ADAPT Goes to Washington DC
Memphis, Tennessee. Members of ADAPT of Tennessee will be in Washington, D.C., April 28 to May 3 to push for passage of the Community Choice Act and promote affordable, accessible, integrated housing for people with disabilities. ADAPT’s successful efforts in 2006 on Money Follows the Person currently help people get out of nursing homes and return to their communities. The new Community Choice Act (S 799 and HR 1621) gives people with disabilities increased access to community-based services and supports in their own homes, thus preventing them from being forced into nursing homes in the first place.
In anticipation of ADAPT’s arrival in D.C., the Republican and Democratic National Committee Chairs; HUD Secretary, Alphonso Jackson, and Leslie Norwalk, Director of the Centers for Medicare and Medicaid Services (CMS) have all agreed to meet with ADAPT. Meetings with the Democratic and Republican National Committee Chairs will focus on holding hearings on the Community Choice Act. Jackson will meet with ADAPT on “Access Across America,” ADAPT’s blueprint to increase the stock of affordable, accessible, integrated housing for people returning to their communities from nursing homes and other institutions.

**Required action 1**
Answer these from the ADAPT text, one line per answer, marked to match:
(a) On what dates will ADAPT of Tennessee members be in Washington, D.C.?
(b) What are the bill numbers of the Community Choice Act?
(c) What will the meetings with the Democratic and Republican National Committee Chairs focus on?
**Required action 2**
Duplicate the passage of the ADAPT text between "In anticipation of" and "and other institutions.", inclusive.
**Required action 3**
According to the ADAPT text, how would the Community Choice Act keep people with disabilities out of nursing homes? Answer in one to three sentences.

**Extracted material**

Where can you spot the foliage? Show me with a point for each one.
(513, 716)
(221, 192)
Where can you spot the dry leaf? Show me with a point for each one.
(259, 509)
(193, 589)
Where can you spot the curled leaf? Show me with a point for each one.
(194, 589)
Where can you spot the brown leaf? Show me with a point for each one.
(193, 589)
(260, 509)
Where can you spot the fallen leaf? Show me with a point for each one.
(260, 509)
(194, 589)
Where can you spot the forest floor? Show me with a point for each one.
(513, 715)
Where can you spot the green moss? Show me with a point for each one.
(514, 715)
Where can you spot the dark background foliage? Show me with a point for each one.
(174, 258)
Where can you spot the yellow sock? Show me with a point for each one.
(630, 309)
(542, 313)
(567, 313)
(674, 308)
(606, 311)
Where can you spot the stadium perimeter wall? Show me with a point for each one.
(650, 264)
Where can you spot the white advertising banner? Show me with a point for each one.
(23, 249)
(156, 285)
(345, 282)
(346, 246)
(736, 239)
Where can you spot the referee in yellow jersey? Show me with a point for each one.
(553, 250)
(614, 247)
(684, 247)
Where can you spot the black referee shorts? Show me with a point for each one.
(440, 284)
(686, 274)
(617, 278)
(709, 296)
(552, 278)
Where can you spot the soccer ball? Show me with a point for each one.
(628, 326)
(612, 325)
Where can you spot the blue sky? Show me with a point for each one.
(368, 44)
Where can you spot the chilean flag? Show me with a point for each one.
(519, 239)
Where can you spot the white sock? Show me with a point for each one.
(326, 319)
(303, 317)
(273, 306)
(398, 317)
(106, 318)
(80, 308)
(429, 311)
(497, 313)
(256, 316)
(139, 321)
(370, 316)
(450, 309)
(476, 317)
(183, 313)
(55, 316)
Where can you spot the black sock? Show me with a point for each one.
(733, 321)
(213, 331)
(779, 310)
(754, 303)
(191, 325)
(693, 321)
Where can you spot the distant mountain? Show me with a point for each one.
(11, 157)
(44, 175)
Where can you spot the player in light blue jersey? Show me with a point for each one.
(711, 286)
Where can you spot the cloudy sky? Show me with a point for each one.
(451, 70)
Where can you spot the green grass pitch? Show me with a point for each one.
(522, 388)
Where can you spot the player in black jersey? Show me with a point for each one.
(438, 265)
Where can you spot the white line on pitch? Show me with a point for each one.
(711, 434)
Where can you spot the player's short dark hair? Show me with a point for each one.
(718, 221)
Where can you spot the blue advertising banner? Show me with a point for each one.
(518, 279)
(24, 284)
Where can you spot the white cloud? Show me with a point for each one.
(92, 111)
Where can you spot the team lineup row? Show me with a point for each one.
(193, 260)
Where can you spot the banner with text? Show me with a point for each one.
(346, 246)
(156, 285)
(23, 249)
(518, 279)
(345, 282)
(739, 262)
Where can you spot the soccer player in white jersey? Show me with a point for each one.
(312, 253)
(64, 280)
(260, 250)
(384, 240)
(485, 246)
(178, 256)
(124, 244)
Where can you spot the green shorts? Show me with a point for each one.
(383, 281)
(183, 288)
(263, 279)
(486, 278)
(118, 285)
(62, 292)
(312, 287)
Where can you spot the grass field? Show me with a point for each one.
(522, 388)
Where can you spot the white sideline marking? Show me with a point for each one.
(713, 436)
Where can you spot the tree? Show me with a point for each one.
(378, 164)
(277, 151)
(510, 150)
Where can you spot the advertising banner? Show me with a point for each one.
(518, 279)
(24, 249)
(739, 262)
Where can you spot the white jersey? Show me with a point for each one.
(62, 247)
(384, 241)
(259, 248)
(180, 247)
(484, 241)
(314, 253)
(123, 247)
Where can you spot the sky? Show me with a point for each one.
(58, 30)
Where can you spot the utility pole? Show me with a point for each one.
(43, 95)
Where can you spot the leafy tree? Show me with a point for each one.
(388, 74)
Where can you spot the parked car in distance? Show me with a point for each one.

**Response box 1**
(a) April 28 to May 3
(b) S 799 and HR 1621
(c) Holding hearings on the Community Choice Act

**Response box 2**
In anticipation of ADAPT’s arrival in D.C., the Republican and Democratic National Committee Chairs; HUD Secretary, Alphonso Jackson, and Leslie Norwalk, Director of the Centers for Medicare and Medicaid Services (CMS) have all agreed to meet with ADAPT. Meetings with the Democratic and Republican National Committee Chairs will focus on holding hearings on the Community Choice Act. Jackson will meet with ADAPT on “Access Across America,” ADAPT’s blueprint to increase the stock of affordable, accessible, integrated housing for people returning to their communities from nursing homes and other institutions.

**Response box 3**
The act gives people with disabilities increased access to community-based services and supports in their own homes. That access prevents them from being forced into nursing homes in the first place.